-- Extrait du texte --
========================================================================
Berbères et Arabes, ils représentèrent toujours la majorité de la population, et après la diminution dramatique de leur communauté consécutive à la conquête, leur nombre ne cessa de croître, porté par une fécondité musclée.

Si les Pieds-Noirs étaient citoyens français, eux n'étaient que des sujets, avec des droits restreints, et leurs représentants furent toujours des factotums muselés et achetés par le pouvoir colonial (c'est pour parler d'eux qu'on inventa le sobriquet "Beni-oui-oui").

De toute façon, même s'ils voulaient s'opposer, le système était verrouillé de façon à rendre toute réforme impossible. Ainsi, il y avait autant de voix pour la minorité dominante que pour la majorité dominée.

Comme dans tout l'empire, la mission civilisatrice était invoquée pour justifier cette inégalité. Les Européens étaient censés les amener progressivement à leur niveau jusqu'à en faire les nouveaux citoyens d'une plus grande France.

C'était évidemment une fiction, et tout fut fait pour que l'assimilation et l'égalité induite n'arrivent jamais.

L'exemple le plus représentatif est le projet Blum-Viollette, qui fut élaboré pendant dans l'entre-deux-guerres.

Ce projet, qui prévoyait de donner la pleine nationalité à une minorité d'indigènes sur des critères moraux, connut un échec retentissant, du fait de son rejet unanime par les colons.

Pour être honnête, il faut aussi reconnaitre qu'une part notables des indigènes n'en voulait pas non plus.

Pour ceux-ci, en effet, il y avait contradiction entre leur statut individuel musulman et la citoyenneté française (cela rappelle des choses) et beaucoup y étaient violemment hostiles, voyant dans ce processus une négation de leur identité et un pas vers l'assimilation honnie.

La défense de leur identité fut d'ailleurs un combat constant de la part des Algériens, comme pour la plupart des peuples dominés, et il n'est pas interdit de penser que la domination coloniale est pour partie responsable de la fossilisation d'une part de cette identité, qui devint plus fermée, moins ouverte aux évolutions car sur la défensive.

La crispation religieuse qui lui est associée a moins à voir avec l'islam proprement dit qu'avec cette situation.

Pour s'en convaincre il suffit de regarder ce qui s'est passé avec l'église orthodoxe pour les peuples sous souveraineté musulmane ottomane (Bulgarie, Grèce, Serbie...). Elle connut sensiblement la même fermeture.

En tout état de cause, la préservation de l'identité indigène fut grandement facilitée par le fait que l'Algérie était chroniquement sous-administrée pendant la période coloniale.

Les masses indigènes rurales y furent globalement laissées de côté par le pouvoir et pour beaucoup d'indigènes, la France ne fut guère qu'une idée abstraite et lointaine, certaines régions découvrant leurs premiers Français pendant la guerre d'indépendance, quand l'État s'intéressa enfin à eux (trop tard, bien sûr).

7. Le cas des Juifs

Parmi les indigènes, la minorité juive connut un destin à part.

Nombreux en Algérie, venus pour partie d'Espagne après leur expulsion par les rois catholiques, les Juifs y subissaient la classique discrimination de la dhimma musulmane, tout en étant présents dans le monde de la culture et dans le commerce international (des négociants de cette communauté sont notamment impliqués dans la dette ayant conduit au fameux coup d'éventail).
========================================================================
(Annotations de position des objets)
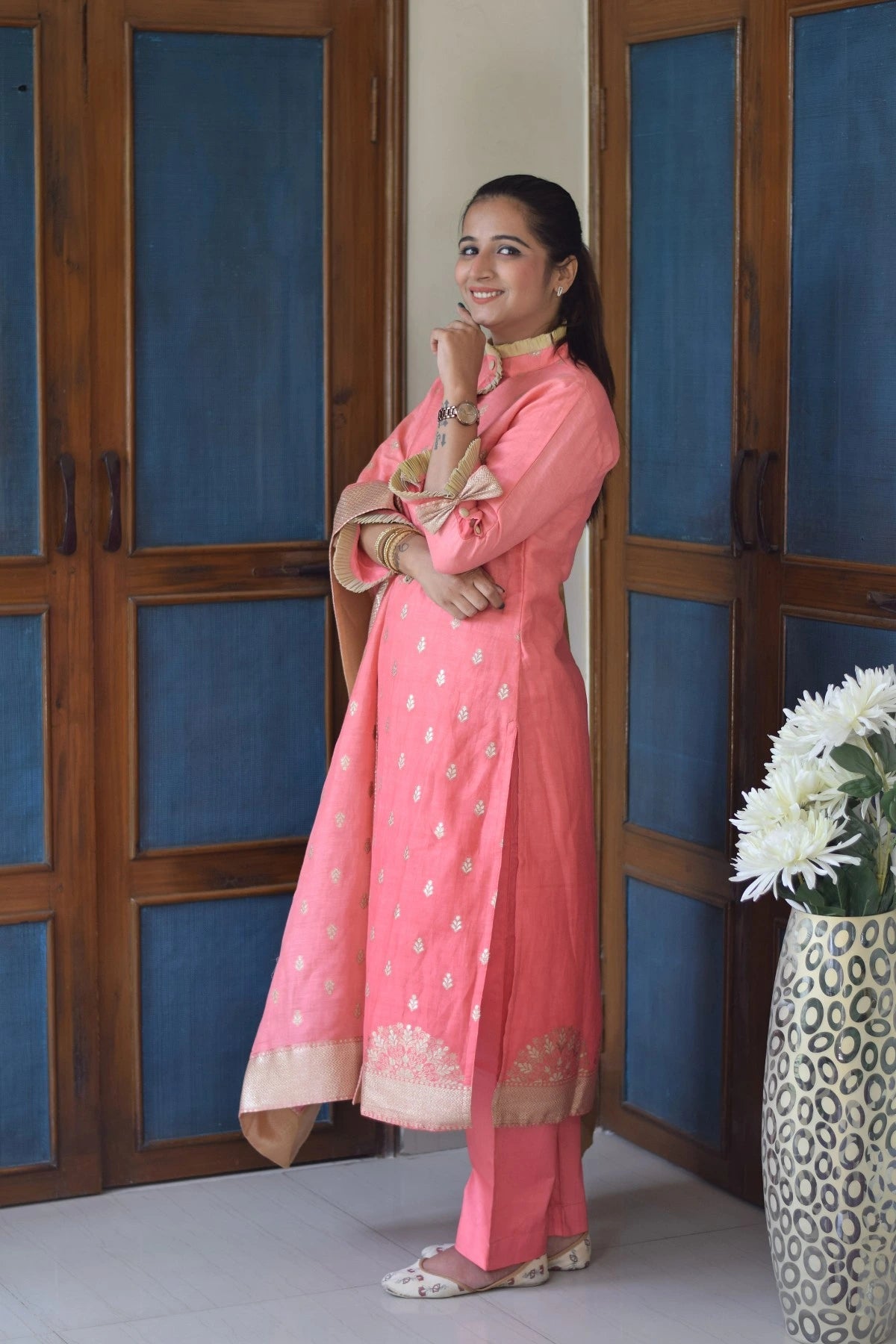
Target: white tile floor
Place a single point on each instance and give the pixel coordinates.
(297, 1256)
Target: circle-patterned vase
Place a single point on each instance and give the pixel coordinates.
(829, 1128)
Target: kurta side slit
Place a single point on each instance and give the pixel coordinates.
(376, 995)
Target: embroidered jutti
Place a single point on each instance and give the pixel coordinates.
(376, 991)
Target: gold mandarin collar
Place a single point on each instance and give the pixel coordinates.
(529, 346)
(532, 343)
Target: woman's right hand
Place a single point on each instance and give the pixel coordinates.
(458, 594)
(462, 594)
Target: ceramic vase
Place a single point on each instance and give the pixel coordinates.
(829, 1128)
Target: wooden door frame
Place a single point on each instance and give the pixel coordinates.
(735, 1163)
(127, 1160)
(60, 890)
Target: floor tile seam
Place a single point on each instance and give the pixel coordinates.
(519, 1320)
(673, 1236)
(361, 1222)
(662, 1316)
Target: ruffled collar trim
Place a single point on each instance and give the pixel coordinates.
(529, 346)
(532, 343)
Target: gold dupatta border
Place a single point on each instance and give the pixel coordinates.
(356, 603)
(270, 1120)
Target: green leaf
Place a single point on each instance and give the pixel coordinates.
(865, 786)
(853, 759)
(886, 749)
(822, 900)
(859, 889)
(889, 895)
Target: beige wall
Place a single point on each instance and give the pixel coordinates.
(494, 87)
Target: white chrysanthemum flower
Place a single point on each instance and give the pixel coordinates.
(791, 851)
(806, 729)
(830, 776)
(790, 786)
(867, 703)
(862, 705)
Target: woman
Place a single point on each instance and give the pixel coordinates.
(440, 960)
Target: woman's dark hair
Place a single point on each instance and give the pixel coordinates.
(555, 222)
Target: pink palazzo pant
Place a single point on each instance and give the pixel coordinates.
(526, 1182)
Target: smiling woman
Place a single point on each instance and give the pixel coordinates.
(440, 960)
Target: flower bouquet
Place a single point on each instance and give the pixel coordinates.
(822, 828)
(824, 824)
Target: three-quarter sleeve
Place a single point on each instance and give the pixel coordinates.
========================================================================
-- Consigne --
Dans l'extrait sur l'Algérie coloniale, recopiez tel quel le passage qui débute par les mots contenant « L'exemple le plus » et se termine par « vers l'assimilation honnie. ».

-- Corrigé --
L'exemple le plus représentatif est le projet Blum-Viollette, qui fut élaboré pendant dans l'entre-deux-guerres.

Ce projet, qui prévoyait de donner la pleine nationalité à une minorité d'indigènes sur des critères moraux, connut un échec retentissant, du fait de son rejet unanime par les colons.

Pour être honnête, il faut aussi reconnaitre qu'une part notables des indigènes n'en voulait pas non plus.

Pour ceux-ci, en effet, il y avait contradiction entre leur statut individuel musulman et la citoyenneté française (cela rappelle des choses) et beaucoup y étaient violemment hostiles, voyant dans ce processus une négation de leur identité et un pas vers l'assimilation honnie.